Work request -
Lines from the top of the listing down to the one with "Target: grassy patch on slope", inclusive, are to be copied exactly.

Records for the exercise -
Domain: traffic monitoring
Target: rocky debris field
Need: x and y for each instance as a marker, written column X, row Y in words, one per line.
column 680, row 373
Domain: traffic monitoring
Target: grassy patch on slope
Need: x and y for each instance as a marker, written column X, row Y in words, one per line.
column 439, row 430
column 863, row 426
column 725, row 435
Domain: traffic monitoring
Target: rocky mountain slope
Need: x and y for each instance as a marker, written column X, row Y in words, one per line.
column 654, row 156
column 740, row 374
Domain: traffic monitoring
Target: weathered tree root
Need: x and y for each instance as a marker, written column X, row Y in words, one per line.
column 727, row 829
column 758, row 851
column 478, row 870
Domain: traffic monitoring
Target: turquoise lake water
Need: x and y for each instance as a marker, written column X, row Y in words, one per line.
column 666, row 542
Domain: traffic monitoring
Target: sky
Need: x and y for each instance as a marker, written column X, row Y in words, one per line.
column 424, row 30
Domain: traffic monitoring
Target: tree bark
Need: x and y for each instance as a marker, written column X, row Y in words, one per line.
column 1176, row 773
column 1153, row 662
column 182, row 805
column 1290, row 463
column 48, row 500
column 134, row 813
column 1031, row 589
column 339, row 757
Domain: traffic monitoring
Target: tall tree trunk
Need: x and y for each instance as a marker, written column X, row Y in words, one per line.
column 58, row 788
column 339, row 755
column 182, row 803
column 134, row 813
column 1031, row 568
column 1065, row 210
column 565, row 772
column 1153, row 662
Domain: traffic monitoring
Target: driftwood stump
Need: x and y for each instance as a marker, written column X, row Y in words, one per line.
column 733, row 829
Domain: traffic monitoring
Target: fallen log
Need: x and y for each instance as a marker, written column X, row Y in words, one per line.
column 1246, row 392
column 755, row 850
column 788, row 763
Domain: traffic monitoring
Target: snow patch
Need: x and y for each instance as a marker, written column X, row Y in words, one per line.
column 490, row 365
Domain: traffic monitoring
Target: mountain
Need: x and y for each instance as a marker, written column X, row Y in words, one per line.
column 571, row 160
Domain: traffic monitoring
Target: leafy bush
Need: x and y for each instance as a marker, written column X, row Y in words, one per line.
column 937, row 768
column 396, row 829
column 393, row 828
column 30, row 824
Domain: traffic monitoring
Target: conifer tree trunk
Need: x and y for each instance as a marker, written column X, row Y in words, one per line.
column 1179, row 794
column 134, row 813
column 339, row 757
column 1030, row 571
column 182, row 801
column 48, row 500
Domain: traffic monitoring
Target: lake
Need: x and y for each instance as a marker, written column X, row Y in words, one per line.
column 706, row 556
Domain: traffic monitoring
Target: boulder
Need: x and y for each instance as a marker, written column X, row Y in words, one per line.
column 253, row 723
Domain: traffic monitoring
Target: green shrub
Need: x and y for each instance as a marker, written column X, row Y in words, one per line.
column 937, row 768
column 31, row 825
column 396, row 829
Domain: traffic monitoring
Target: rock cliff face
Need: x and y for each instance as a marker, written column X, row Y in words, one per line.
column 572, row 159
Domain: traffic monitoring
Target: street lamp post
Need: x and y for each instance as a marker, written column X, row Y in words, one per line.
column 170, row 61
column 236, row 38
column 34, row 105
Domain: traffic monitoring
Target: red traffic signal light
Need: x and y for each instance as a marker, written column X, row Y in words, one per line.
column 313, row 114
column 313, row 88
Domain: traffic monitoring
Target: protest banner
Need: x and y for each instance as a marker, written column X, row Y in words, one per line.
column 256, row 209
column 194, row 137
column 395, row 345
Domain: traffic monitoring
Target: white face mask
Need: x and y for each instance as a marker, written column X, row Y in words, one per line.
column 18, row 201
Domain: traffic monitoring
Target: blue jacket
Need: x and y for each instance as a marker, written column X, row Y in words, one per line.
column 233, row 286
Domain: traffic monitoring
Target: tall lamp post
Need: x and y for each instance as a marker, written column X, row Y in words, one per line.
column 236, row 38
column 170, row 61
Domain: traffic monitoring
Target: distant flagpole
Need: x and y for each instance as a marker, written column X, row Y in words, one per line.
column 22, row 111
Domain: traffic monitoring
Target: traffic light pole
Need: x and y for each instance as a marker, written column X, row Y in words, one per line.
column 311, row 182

Task response -
Domain: traffic monitoring
Target: rocky debris field
Need: x and y for each instance as a marker, written column X, row Y in words, one per line.
column 680, row 373
Domain: traffic monitoring
Target: grassy patch on slope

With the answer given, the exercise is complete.